* _Task to carry out_
In the article about MacKenzie Scott's gifts to dance companies, how much money did Alvin Ailey American Dance Theater receive?
(Reading text Opens)
Various Dance Corporations Get a Raise From a New Associate: MacKenzie Scott

When the pandemic hit, forcing Dance Theater of Harlem to cancel performances and suspend classes, the company, like many arts organizations, was devastated. It had no safety net: with only very modest financial reserves, it was able to make it through with help from the federal Paycheck Protection Program and the Ford Foundation.

Then, this month, the company unexpectedly got the biggest gift in its 52-year history: a $10 million donation from the philanthropist MacKenzie Scott.

The gift, coming at a moment of such institutional peril, was nothing short of “transformative,” said Anna Glass, Dance Theater’s executive director. It will allow the company to say “We have a future,” Glass said. “We know we can exist 50 years from now.”

Dance Theater of Harlem was one of 286 “historically underfunded and overlooked” organizations around the country that were included in the latest $2.74 billion in donations from Scott, a novelist and the former wife of Jeff Bezos, and her husband, Dan Jewett. This round included arts organizations, and in New York City that meant aid for groups including El Museo del Barrio, the Studio Museum in Harlem and Jazz at Lincoln Center.

But this round of gifts promises to have an especially large impact on New York dance, with generous aid to some of the city’s most diverse companies. Alvin Ailey American Dance Theater got $20 million, which it plans to use to commission new work, perform Ailey’s dances in new productions, train teachers and offer scholarships to its school. Ballet Hispánico received $10 million, the largest gift in its history. And Urban Bush Women received $3 million.

Jawole Willa Jo Zollar — the founder and chief visioning partner of Urban Bush Women — said receiving the $3 million felt a bit like floating on her back in the ocean: She could relax into the waves, supported beyond the breakers. “You lay on your back, and you just float fairly easily, you have that support,” she said. “So because you have that support, you can relax into it a little bit more, and go into deeper thinking, deeper planning.”

Now she will be free to float, and to plan her next move.

“You do brilliant work on two cents of prayer and spit,” Zollar said. “And there’s a certain creativity that comes out of that, of what you have to do, but there’s also a price that is paid.”

She said she hoped to maintain the creativity that comes out of necessity, but to make it sustainable, so dancers don’t burn out. Sustainability, she said, means more than money. It’s also about investing in people — dancers, administrators, artists, educators and the community at large.

Like several other arts executives, Eduardo Vilaro, the artistic director and chief executive officer of Ballet Hispánico, said the Scott donation would help his organization move toward financial stability — and that, in turn, would help it take more risks in its art.
(Reading text Closes)
(Excerpted records Opens)
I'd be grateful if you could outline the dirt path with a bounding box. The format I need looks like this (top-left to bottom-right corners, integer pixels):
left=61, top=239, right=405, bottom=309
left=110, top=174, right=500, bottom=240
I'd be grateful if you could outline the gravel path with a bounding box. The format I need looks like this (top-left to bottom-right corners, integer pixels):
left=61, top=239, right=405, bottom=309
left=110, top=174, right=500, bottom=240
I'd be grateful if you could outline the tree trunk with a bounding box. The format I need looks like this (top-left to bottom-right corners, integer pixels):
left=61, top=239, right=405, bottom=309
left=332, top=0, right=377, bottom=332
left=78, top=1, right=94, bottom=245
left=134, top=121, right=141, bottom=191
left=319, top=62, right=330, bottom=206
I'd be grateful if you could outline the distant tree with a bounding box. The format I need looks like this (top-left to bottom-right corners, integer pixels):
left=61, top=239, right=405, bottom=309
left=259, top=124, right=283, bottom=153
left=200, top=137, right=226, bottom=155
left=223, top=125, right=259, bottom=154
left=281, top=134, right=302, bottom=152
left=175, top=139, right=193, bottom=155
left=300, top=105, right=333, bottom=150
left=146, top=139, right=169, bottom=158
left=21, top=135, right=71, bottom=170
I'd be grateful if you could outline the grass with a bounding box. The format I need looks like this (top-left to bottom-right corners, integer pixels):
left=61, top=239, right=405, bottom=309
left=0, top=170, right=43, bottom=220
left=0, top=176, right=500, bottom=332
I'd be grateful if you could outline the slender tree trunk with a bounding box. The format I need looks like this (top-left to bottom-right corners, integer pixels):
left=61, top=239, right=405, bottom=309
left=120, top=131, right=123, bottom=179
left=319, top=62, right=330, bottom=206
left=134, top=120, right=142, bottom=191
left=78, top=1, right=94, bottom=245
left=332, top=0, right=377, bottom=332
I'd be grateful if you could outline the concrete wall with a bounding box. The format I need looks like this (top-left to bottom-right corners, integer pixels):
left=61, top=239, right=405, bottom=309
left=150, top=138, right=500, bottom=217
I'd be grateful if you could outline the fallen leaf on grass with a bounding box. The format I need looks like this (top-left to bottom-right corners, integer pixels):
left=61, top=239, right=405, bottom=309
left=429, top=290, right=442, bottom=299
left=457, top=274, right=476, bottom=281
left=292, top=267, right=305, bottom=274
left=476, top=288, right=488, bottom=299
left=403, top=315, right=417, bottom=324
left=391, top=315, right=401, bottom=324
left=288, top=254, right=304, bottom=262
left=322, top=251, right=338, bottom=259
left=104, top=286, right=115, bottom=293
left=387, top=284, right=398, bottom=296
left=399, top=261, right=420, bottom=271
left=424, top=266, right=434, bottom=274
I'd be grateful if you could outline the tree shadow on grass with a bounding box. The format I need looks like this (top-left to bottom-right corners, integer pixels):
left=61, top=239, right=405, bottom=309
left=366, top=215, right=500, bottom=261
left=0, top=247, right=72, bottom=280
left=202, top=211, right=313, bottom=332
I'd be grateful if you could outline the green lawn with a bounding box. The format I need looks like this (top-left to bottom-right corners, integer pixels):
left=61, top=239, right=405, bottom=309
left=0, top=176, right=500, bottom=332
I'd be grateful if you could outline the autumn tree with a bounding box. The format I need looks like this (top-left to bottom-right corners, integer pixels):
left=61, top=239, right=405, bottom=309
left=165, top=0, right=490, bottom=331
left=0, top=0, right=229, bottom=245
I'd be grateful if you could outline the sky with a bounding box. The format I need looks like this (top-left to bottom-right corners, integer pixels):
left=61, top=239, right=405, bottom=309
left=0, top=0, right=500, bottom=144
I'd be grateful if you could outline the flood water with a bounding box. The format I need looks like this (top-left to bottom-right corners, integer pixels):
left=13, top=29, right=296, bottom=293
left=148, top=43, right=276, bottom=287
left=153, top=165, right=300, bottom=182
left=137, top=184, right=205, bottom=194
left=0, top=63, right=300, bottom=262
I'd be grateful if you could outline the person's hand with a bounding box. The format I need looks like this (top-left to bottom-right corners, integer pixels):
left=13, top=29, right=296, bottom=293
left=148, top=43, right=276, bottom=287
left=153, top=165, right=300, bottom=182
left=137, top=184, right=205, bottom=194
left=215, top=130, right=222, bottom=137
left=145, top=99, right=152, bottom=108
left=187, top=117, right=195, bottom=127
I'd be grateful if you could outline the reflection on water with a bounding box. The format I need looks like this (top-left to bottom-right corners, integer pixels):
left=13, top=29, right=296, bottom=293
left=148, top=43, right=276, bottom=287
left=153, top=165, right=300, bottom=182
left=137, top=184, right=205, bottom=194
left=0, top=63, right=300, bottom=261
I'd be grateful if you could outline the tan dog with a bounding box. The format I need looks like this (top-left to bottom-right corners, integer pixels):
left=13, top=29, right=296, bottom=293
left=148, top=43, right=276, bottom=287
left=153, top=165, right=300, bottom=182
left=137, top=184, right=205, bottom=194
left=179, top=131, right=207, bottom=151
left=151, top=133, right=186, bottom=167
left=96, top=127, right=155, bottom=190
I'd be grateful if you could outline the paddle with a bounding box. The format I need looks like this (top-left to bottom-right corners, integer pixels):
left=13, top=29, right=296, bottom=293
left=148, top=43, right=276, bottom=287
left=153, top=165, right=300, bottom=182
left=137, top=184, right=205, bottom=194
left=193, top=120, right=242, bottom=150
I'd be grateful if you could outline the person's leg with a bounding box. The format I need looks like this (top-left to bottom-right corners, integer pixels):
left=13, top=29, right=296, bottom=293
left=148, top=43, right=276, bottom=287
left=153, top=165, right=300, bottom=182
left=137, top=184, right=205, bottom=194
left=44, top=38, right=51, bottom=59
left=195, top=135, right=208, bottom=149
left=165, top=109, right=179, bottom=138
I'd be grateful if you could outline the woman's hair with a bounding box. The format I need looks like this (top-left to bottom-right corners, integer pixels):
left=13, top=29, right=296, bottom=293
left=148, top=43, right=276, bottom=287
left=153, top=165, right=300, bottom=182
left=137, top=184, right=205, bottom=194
(Excerpted records Closes)
* _Task response_
$20 million.